(WHAT IS EXPECTED):
Please retype all the records below exactly as they read.

(INPUT DATA):
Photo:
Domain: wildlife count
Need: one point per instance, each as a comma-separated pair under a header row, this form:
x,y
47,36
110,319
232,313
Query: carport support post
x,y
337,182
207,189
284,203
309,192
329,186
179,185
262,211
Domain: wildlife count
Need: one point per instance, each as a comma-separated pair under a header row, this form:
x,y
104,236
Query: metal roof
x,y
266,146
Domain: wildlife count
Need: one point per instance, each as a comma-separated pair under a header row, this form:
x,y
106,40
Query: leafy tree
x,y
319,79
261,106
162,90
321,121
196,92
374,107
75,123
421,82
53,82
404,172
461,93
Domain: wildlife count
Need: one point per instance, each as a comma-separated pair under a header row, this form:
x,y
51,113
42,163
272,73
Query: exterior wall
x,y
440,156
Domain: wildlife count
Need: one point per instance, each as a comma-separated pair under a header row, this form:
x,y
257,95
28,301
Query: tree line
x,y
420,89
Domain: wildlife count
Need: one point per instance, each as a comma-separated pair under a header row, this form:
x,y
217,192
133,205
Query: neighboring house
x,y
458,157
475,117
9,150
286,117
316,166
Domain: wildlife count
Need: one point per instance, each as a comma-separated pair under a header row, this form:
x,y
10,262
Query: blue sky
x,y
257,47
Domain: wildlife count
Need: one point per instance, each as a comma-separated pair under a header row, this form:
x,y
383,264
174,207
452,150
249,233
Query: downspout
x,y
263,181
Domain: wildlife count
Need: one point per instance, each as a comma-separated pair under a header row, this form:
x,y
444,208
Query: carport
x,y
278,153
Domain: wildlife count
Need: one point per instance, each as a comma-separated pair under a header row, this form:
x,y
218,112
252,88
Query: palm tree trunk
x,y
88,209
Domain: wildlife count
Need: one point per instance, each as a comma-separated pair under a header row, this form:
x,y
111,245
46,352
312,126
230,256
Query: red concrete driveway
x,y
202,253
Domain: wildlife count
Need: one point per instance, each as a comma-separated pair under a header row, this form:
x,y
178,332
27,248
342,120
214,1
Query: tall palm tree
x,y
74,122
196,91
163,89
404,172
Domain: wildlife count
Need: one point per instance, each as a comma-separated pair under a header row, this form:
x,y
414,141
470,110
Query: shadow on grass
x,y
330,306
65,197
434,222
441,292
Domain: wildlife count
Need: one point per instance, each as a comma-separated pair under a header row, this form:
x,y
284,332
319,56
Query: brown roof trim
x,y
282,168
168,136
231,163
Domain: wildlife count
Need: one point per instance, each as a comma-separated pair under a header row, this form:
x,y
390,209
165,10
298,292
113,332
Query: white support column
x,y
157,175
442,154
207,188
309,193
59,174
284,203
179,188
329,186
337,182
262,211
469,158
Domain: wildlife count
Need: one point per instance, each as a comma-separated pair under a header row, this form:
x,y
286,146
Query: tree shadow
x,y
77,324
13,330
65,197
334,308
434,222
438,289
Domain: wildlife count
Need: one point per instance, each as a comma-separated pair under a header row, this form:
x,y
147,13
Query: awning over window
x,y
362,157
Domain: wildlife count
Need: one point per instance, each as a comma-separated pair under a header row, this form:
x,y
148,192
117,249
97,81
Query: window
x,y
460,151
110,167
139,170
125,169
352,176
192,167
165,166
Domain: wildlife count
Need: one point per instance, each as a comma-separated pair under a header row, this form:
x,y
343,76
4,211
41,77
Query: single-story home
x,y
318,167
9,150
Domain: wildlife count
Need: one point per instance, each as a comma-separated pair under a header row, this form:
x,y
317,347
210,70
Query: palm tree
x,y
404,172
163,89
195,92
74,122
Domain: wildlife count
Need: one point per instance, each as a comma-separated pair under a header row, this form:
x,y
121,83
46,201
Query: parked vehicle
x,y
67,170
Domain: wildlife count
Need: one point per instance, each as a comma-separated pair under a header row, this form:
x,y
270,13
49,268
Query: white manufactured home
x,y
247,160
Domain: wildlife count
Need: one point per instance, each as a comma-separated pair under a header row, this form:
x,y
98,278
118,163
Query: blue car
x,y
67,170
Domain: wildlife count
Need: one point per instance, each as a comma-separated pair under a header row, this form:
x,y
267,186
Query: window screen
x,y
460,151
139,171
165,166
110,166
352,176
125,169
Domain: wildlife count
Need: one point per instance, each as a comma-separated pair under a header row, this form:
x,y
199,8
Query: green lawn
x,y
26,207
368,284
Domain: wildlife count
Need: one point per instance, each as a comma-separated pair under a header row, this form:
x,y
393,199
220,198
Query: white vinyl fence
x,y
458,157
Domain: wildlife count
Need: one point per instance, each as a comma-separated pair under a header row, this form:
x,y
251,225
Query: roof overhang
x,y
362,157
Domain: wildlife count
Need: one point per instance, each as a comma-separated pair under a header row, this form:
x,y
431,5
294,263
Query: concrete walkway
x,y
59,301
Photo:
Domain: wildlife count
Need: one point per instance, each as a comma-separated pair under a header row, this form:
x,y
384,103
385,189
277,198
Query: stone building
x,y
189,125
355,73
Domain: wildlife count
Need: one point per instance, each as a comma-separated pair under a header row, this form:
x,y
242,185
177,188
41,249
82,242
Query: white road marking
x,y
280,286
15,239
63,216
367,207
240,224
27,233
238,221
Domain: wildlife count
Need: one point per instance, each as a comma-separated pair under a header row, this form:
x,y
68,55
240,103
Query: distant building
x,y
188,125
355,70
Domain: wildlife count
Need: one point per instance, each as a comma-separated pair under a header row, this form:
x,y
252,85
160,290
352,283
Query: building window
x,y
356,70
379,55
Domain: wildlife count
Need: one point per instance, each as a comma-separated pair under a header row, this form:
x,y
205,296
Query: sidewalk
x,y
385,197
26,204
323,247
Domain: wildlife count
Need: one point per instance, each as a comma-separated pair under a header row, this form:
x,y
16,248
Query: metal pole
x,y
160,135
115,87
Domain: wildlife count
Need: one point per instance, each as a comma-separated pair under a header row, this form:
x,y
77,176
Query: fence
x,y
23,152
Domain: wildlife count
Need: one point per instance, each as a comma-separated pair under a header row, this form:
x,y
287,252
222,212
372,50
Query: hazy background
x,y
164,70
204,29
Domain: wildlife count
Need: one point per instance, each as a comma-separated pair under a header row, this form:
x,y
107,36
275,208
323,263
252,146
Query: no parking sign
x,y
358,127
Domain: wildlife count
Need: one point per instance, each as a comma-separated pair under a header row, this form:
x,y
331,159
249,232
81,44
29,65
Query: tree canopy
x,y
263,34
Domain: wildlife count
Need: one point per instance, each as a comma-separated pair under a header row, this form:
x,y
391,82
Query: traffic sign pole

(ANSWER SECTION):
Photo:
Domain: wildlife count
Need: one point per instance, each as a comma-separated pair under a header row, this form:
x,y
47,36
110,319
232,313
Query: carport support post
x,y
337,182
207,189
284,203
309,192
329,186
179,185
262,211
Domain: wildlife count
Need: one point per instance, each as a comma-separated pair under a header row, this form:
x,y
104,236
Query: metal roof
x,y
266,146
Domain: wildlife count
Need: one point per instance, each as a comma-separated pair under a header row, this form:
x,y
106,40
Query: leafy tree
x,y
319,79
261,106
162,90
321,121
196,92
374,107
75,123
421,82
53,82
404,172
461,93
Domain: wildlife count
Need: one point per instance, each as a comma-separated pair under a header row, this form:
x,y
51,113
42,163
272,73
Query: exterior wall
x,y
440,156
Domain: wildlife count
Need: one point per instance, each as a comma-separated pair under a header row, this form:
x,y
257,95
28,301
Query: tree line
x,y
420,89
Domain: wildlife count
Need: one point per instance, each as a comma-separated pair under a header row, this form:
x,y
217,192
133,205
Query: neighboring house
x,y
458,157
475,117
9,150
286,117
316,166
Domain: wildlife count
Need: one point per instance, each as a comma-separated pair under a header row, this form:
x,y
10,262
Query: blue sky
x,y
257,47
Domain: wildlife count
Need: one point per instance, each as a comma-separated pair under a header row, this form:
x,y
383,264
174,207
452,150
249,233
Query: downspout
x,y
263,181
Domain: wildlife count
Need: one point per instance, each as a comma-separated pair under a header row, this form:
x,y
444,208
Query: carport
x,y
278,153
Domain: wildlife count
Need: one point per instance, each as a comma-separated pair under a header row, this form:
x,y
218,112
252,88
Query: palm tree trunk
x,y
88,209
Domain: wildlife count
Need: one point per instance, each as a comma-separated pair under a header row, this form:
x,y
111,245
46,352
312,126
230,256
Query: red concrete driveway
x,y
202,253
Domain: wildlife count
Need: one point per instance, each as a comma-separated pair under a header row, this form:
x,y
178,332
27,248
342,120
214,1
Query: tall palm tree
x,y
74,122
196,91
163,89
404,172
Domain: wildlife count
Need: one point per instance, each as a comma-separated pair under a header row, this form:
x,y
414,141
470,110
Query: shadow on grass
x,y
330,306
65,197
434,222
441,292
Domain: wildlife count
Need: one point per instance, each as a comma-separated pair under a header row, this form:
x,y
284,332
319,56
Query: brown roof trim
x,y
282,168
168,136
231,163
Domain: wildlife count
Need: one point per instance, each as a comma-separated pair under a header row, this form:
x,y
390,209
165,10
298,292
113,332
Query: white support column
x,y
157,175
442,154
207,188
309,193
59,174
284,203
179,188
329,186
337,182
262,211
469,158
Domain: wildlife count
Need: one point per instance, each as a comma-separated pair under a header row, this form:
x,y
286,146
Query: tree shadow
x,y
77,324
13,330
65,197
334,308
434,222
438,289
Domain: wildlife count
Need: one point per instance, each as a comma-separated pair under a header row, this form:
x,y
147,13
Query: awning over window
x,y
362,157
Domain: wildlife count
Need: one point per instance, each as a comma-separated pair under a header row, this form:
x,y
148,192
117,249
97,81
Query: window
x,y
460,151
110,167
139,170
125,169
352,176
192,167
165,166
Domain: wildlife count
Need: one point per instance, each as a comma-separated pair under a header row, this form:
x,y
343,76
4,211
41,77
Query: single-story home
x,y
318,167
9,150
Domain: wildlife count
Need: one point per instance, each as a comma-separated pair under a header row, this form:
x,y
317,347
210,70
Query: palm tree
x,y
404,172
163,89
195,92
74,122
Domain: wildlife count
Need: one point per instance, each as a comma-separated pair under a header row, this form:
x,y
121,83
46,201
Query: parked vehicle
x,y
67,170
Domain: wildlife count
Need: one point per instance, each as a comma-separated pair under a header row, this form:
x,y
270,13
49,268
Query: white manufactured home
x,y
247,160
Domain: wildlife count
Need: one point per instance, each as a comma-separated pair under a header row, this form:
x,y
98,278
118,163
Query: blue car
x,y
67,170
Domain: wildlife count
Need: one point per instance, each as a comma-separated pair under a header row, this form:
x,y
267,186
Query: window screen
x,y
460,151
139,171
165,166
110,166
352,176
125,169
Domain: wildlife count
Need: one point per instance, each as a comma-separated pair under a header row, this form:
x,y
199,8
Query: green lawn
x,y
26,207
368,284
Domain: wildlife count
Need: one point per instance, each as a comma-separated pair under a header row, this form:
x,y
393,199
220,198
Query: white vinyl fence
x,y
458,157
Domain: wildlife count
Need: one point per instance, each as a comma-separated pair under a header row, this form:
x,y
251,225
Query: roof overhang
x,y
362,157
Domain: wildlife count
Need: one point per instance, each as a comma-separated pair under a header row, this form:
x,y
431,5
294,263
Query: concrete walkway
x,y
59,301
Photo:
Domain: wildlife count
Need: one point per instance, each as a comma-separated pair under a header row, this form:
x,y
384,103
385,189
277,198
Query: stone building
x,y
189,125
355,73
Domain: wildlife count
Need: one point per instance, each as a comma-separated pair under a header row, this form:
x,y
242,185
177,188
41,249
82,242
Query: white road marking
x,y
280,286
15,239
63,216
367,207
240,224
27,233
238,221
Domain: wildlife count
Need: one point per instance, each as a comma-separated pair under a header row, this form:
x,y
68,55
240,103
Query: distant building
x,y
188,125
355,70
Domain: wildlife count
Need: one point per instance, each as a comma-separated pair under a header row, this form:
x,y
252,85
160,290
352,283
Query: building window
x,y
356,70
379,55
Domain: wildlife count
Need: one point per instance, each as a comma-separated pair under a header row, this form:
x,y
205,296
Query: sidewalk
x,y
385,197
26,204
323,247
Domain: wildlife count
Need: one point per instance, each as a comma-separated pair under a header row, this form:
x,y
16,248
Query: metal pole
x,y
160,135
115,87
Domain: wildlife count
Need: one point per instance, each as a comma-separated pair under a header row, this form:
x,y
77,176
Query: fence
x,y
23,152
Domain: wildlife count
Need: one point per instance, each as a comma-separated pair under a header row, this form:
x,y
287,252
222,212
372,50
Query: hazy background
x,y
164,70
204,29
Domain: wildlife count
Need: one point per instance, each as a comma-separated pair under a header row, this form:
x,y
107,36
275,208
323,263
252,146
Query: no parking sign
x,y
358,127
Domain: wildlife count
Need: one point per instance, each as a comma-separated pair under a header row, this form:
x,y
331,159
249,232
81,44
29,65
Query: tree canopy
x,y
263,34
Domain: wildlife count
Need: one point per instance, each as a comma-separated pair under a header row, this form:
x,y
391,82
Query: traffic sign pole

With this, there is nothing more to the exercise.